Copy the records word for word from the start through the line containing "M412 222L412 209L407", including that line. Omit the pictures.

— begin Information given —

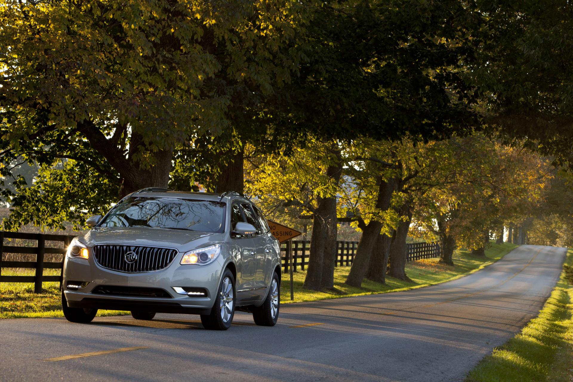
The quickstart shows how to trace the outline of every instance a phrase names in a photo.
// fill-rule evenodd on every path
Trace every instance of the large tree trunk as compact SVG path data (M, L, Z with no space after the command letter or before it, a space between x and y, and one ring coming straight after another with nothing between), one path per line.
M519 233L521 230L521 227L513 229L513 244L519 244Z
M453 265L452 257L456 249L456 239L448 232L448 223L444 220L438 220L438 230L439 237L439 262Z
M326 174L338 184L342 175L342 162L329 166ZM319 197L317 202L318 207L314 211L308 268L304 279L304 288L314 290L334 287L334 266L338 255L336 197Z
M228 159L219 165L219 174L215 182L215 192L235 191L243 193L245 190L244 154L245 148L242 146L238 151L229 151L223 156Z
M496 244L501 244L503 242L504 227L501 226L499 233L496 234Z
M172 151L160 150L150 153L154 164L148 169L142 168L139 163L135 163L128 174L123 176L120 196L125 195L147 187L167 188L169 173L171 170Z
M474 256L485 256L485 247L489 245L489 230L485 230L483 237L484 245L479 248L472 250L472 254Z
M374 249L370 256L370 263L366 272L366 278L381 282L386 282L386 271L388 269L388 258L390 254L392 238L386 234L378 237Z
M519 227L519 237L517 239L517 243L523 245L525 243L525 230L523 227Z
M398 186L397 179L389 179L387 182L380 180L376 201L376 208L380 211L386 211L390 208L392 194L395 190L398 189ZM368 225L364 225L362 228L362 237L358 243L358 247L352 261L352 266L350 268L350 273L346 279L346 283L358 288L362 286L362 280L366 275L370 263L370 257L380 236L382 223L372 220L370 220Z
M412 222L412 209L407 203L400 208L401 216L405 216L406 220L400 223L396 229L394 239L390 247L390 263L388 275L401 280L411 281L406 275L406 263L407 261L408 249L406 240L408 238L410 225Z

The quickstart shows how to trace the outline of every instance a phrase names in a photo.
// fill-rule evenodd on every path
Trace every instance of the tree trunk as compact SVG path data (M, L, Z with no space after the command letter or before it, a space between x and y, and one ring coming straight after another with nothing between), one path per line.
M483 237L484 245L479 248L472 250L472 254L474 256L485 256L485 248L489 246L489 230L485 230Z
M245 190L245 148L241 146L238 151L234 153L230 151L227 153L228 155L224 156L229 159L219 165L219 174L215 182L215 192L235 191L242 194Z
M342 175L342 161L329 166L326 175L337 184ZM313 290L334 287L334 266L338 255L336 197L319 197L317 202L318 207L314 211L310 257L304 286Z
M166 188L169 183L173 152L159 150L150 153L154 163L148 169L142 168L139 163L135 163L128 174L123 176L120 196L125 195L147 187Z
M380 211L386 211L390 207L392 199L392 194L398 188L398 180L397 179L388 179L387 182L383 180L380 181L378 187L378 196L376 201L376 207ZM352 261L352 266L350 268L346 283L352 286L361 288L362 280L364 279L368 271L368 266L370 263L370 257L380 236L380 231L382 229L382 223L374 220L370 220L368 225L363 225L362 237L358 242L358 247Z
M400 208L400 215L406 216L407 220L402 222L396 229L396 234L390 247L390 269L388 271L388 275L401 280L411 281L406 275L406 263L408 256L406 240L408 238L410 225L412 222L411 206L405 203Z
M346 283L356 288L361 288L370 262L370 256L376 245L382 223L371 221L362 231L362 237L358 242L358 247L352 261L352 266L346 279Z
M517 239L518 244L523 245L525 243L525 230L523 227L519 227L519 237Z
M496 237L496 244L501 244L503 242L504 227L501 226L499 233Z
M374 251L370 256L370 263L366 272L366 278L383 284L386 282L388 258L390 254L392 238L385 234L378 237Z
M513 229L513 244L519 244L519 233L521 230L521 227Z
M320 285L322 283L322 270L327 231L325 227L327 219L324 216L323 209L325 209L324 203L322 203L322 199L319 198L318 207L314 211L307 277L304 279L303 285L305 289L312 290L320 290Z
M453 265L452 257L456 249L456 239L448 232L448 223L444 219L438 219L438 231L439 237L439 262Z

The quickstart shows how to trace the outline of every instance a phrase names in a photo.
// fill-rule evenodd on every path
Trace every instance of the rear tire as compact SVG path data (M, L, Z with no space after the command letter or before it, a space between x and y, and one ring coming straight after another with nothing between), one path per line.
M136 310L131 311L131 317L136 320L144 320L151 321L153 317L155 317L155 312L138 312Z
M235 278L231 271L225 270L221 277L215 304L209 314L201 314L201 323L205 329L226 330L231 327L235 315Z
M281 305L281 284L278 275L275 272L270 281L270 288L265 302L260 306L253 309L254 323L261 326L274 326L278 320L278 310Z
M87 324L92 322L97 314L97 309L84 309L81 308L70 308L68 306L65 294L62 291L62 310L64 317L70 322Z

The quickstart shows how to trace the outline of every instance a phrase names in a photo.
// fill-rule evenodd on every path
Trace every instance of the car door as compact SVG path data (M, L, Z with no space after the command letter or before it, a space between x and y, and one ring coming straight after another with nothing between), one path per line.
M270 278L273 275L273 266L276 261L276 258L278 254L276 253L276 250L273 250L274 243L276 239L273 236L269 227L269 224L266 222L266 219L262 215L262 212L256 206L254 206L254 213L258 219L260 225L262 230L262 235L261 237L261 243L264 243L263 249L264 250L264 256L259 260L257 260L257 272L259 269L263 270L263 278L264 285L268 286L270 284ZM258 276L257 278L258 281Z
M265 258L266 253L265 252L265 246L266 245L266 239L263 234L263 228L258 221L258 218L255 214L253 206L249 203L241 203L243 213L247 223L252 224L257 229L257 234L253 237L253 245L256 253L257 270L254 277L255 287L260 289L258 291L260 297L262 298L266 294L266 288L268 283L265 282Z
M231 231L239 222L248 222L238 203L231 204ZM256 249L251 237L236 237L231 235L239 253L240 258L237 274L237 298L238 302L257 300L258 294L255 277L257 274Z

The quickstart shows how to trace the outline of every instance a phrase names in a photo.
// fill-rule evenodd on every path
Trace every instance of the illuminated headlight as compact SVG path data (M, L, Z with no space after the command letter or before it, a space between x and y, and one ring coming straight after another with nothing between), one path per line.
M197 264L207 265L210 264L221 253L221 246L218 244L206 248L199 248L187 252L183 255L181 264Z
M85 245L80 242L77 239L72 241L69 247L68 247L68 257L70 259L79 258L80 259L88 259L89 254L88 252L88 248Z

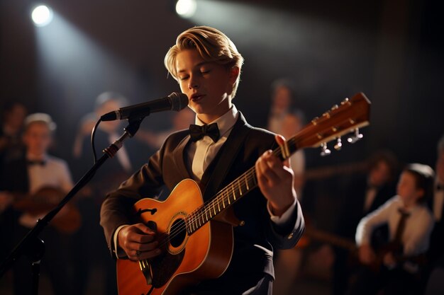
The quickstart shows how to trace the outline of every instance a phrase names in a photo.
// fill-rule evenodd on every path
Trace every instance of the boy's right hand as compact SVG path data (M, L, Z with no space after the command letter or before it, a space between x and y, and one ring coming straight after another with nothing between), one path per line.
M156 233L143 224L125 226L118 233L118 247L134 261L150 259L161 253Z
M359 260L361 263L369 265L374 261L376 255L370 245L362 245L358 249Z

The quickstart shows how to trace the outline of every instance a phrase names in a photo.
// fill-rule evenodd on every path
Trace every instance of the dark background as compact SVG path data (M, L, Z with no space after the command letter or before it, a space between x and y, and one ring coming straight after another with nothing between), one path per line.
M26 0L0 0L0 98L21 100L58 124L55 153L70 158L79 118L98 94L131 103L179 90L163 57L196 25L227 34L245 58L234 100L252 125L266 124L270 84L287 77L309 119L362 91L372 103L365 138L308 168L394 151L402 162L434 166L444 133L443 23L438 1L198 1L183 19L172 1L48 0L53 22L35 28ZM153 114L143 128L168 127ZM85 170L87 167L85 167Z

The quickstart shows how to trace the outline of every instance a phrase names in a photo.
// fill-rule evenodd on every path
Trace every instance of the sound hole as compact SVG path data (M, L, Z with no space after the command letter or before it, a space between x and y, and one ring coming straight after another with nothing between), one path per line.
M187 228L184 219L173 222L170 231L170 243L173 247L179 247L187 237Z

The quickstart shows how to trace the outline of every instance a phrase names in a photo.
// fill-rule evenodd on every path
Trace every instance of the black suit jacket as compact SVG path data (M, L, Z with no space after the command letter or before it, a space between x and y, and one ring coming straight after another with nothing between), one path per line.
M112 237L116 229L131 223L129 212L135 202L159 193L164 185L172 190L183 179L190 178L185 162L189 141L188 130L170 135L148 163L107 196L101 207L101 224L110 249L113 247ZM240 114L227 141L202 177L204 199L254 166L260 155L276 146L274 134L249 125ZM226 158L226 153L233 156L231 163L218 162L221 157ZM213 178L221 175L225 176ZM234 228L231 262L224 274L214 280L215 284L229 281L228 278L235 282L245 276L246 270L250 274L263 275L265 272L274 277L273 249L292 248L297 243L304 229L299 203L291 220L279 227L271 221L266 204L260 190L255 188L233 205L236 216L245 221L245 226ZM216 285L221 287L220 284Z

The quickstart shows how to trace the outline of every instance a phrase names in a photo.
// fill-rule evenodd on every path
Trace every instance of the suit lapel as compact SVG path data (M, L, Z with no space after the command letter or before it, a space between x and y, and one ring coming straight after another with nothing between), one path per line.
M239 118L235 123L227 141L202 175L201 187L204 187L203 194L204 200L213 196L225 180L250 131L247 125L245 117L240 112Z
M189 135L187 135L180 141L179 145L177 145L177 147L174 149L173 151L174 163L176 165L177 170L180 173L183 178L191 178L189 172L188 172L188 169L187 168L187 165L185 163L185 161L187 159L187 155L185 154L185 148L187 147L187 144L188 144L188 143L189 142Z

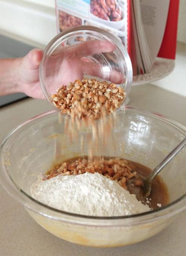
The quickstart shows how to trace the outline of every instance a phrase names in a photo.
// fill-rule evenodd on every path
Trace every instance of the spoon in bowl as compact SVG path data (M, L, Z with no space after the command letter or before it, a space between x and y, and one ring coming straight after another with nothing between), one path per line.
M158 174L161 170L186 145L186 138L178 145L163 160L155 167L149 175L143 179L143 196L145 198L148 197L151 190L152 183L154 178Z

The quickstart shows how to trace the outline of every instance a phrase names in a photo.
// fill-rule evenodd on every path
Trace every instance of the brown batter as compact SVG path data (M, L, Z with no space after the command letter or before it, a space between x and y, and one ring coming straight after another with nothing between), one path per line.
M48 171L46 179L52 178L58 175L78 175L87 171L98 172L112 180L116 181L131 193L136 195L137 199L144 204L148 202L149 206L153 209L168 203L169 195L166 185L159 176L152 182L149 198L146 201L143 196L143 183L144 179L151 171L151 169L140 163L115 157L104 157L101 159L94 157L94 161L88 160L87 157L75 157L55 164ZM122 166L122 167L121 167ZM115 168L118 169L115 169Z

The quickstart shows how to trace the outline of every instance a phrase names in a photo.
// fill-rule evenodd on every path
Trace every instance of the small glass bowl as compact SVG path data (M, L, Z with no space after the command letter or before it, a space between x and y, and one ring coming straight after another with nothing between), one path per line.
M102 29L90 26L61 32L46 46L40 66L40 81L45 97L62 85L83 78L96 78L118 85L126 99L132 80L132 69L126 50L119 39Z

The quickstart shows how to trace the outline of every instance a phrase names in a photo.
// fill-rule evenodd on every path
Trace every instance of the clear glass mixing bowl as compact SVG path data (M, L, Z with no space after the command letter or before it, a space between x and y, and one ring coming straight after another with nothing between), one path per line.
M132 64L118 38L105 30L82 26L62 32L52 40L40 66L40 83L46 97L52 104L51 95L58 88L83 77L111 82L128 95Z
M127 107L118 110L117 115L116 149L114 153L105 148L103 155L126 158L152 168L186 135L186 127L156 114ZM125 245L155 234L186 207L186 148L161 173L168 188L170 203L151 212L121 217L91 217L57 210L34 200L29 188L38 173L45 172L60 159L86 154L81 152L78 138L75 143L70 143L64 129L64 123L58 123L58 113L54 110L16 127L0 145L2 185L49 232L80 244Z

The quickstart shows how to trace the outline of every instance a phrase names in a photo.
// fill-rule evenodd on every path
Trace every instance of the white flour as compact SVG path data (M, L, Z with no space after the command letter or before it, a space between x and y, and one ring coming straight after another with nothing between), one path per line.
M40 174L31 187L32 196L66 212L99 216L122 216L150 210L135 196L97 173L58 175L42 181Z

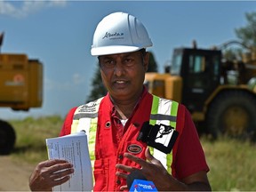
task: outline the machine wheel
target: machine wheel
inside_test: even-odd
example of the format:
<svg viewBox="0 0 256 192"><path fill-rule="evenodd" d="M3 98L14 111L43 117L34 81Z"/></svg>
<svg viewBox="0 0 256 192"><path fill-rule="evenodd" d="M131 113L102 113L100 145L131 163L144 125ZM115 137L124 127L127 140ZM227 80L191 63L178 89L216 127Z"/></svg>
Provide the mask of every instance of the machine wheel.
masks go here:
<svg viewBox="0 0 256 192"><path fill-rule="evenodd" d="M7 122L0 120L0 155L8 155L14 148L15 131Z"/></svg>
<svg viewBox="0 0 256 192"><path fill-rule="evenodd" d="M252 139L256 131L256 99L242 90L222 92L209 107L207 129L216 139L220 134Z"/></svg>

— end Information given —

- The answer:
The quickstart shows how to trace the outline of every instance a phrase names in a photo.
// fill-rule evenodd on every path
Trace every instance of the large tree trunk as compact SVG path data (M, L, Z with no space after the command letter or before it, a space between x and y, and one ring coming straight after another with nothing between), one path per line.
M519 233L521 230L521 227L513 229L513 244L519 244Z
M453 265L452 257L456 249L456 239L448 232L448 223L444 220L438 220L438 230L439 237L439 262Z
M326 174L338 184L342 175L342 162L329 166ZM319 197L317 202L318 207L314 211L308 268L304 279L304 288L314 290L334 287L334 266L338 255L336 197Z
M228 159L219 165L219 174L215 182L215 192L235 191L243 193L245 190L244 154L245 148L242 146L238 151L229 151L223 156Z
M496 244L501 244L503 242L504 227L501 226L499 233L496 234Z
M172 151L160 150L150 153L154 164L148 169L142 168L139 163L135 163L128 174L123 176L120 196L125 195L147 187L167 188L169 173L171 170Z
M474 256L485 256L485 247L489 245L489 230L485 230L483 237L484 245L479 248L472 250L472 254Z
M374 249L370 256L370 263L366 272L366 278L381 282L386 282L386 271L388 269L388 258L390 254L392 238L386 234L378 237Z
M519 227L519 237L517 239L517 243L523 245L525 243L525 230L523 227Z
M398 186L397 179L389 179L387 182L380 180L376 201L376 208L380 211L386 211L390 208L392 194L395 190L398 189ZM368 225L364 225L362 228L362 237L358 243L358 247L352 261L352 266L350 268L350 273L346 279L346 283L358 288L362 286L362 280L366 275L370 263L370 257L380 236L382 223L372 220L370 220Z
M412 222L412 209L407 203L400 208L401 216L405 216L406 220L400 223L396 229L394 239L390 247L390 263L388 275L401 280L411 281L406 275L406 263L407 261L408 249L406 240L408 238L410 225Z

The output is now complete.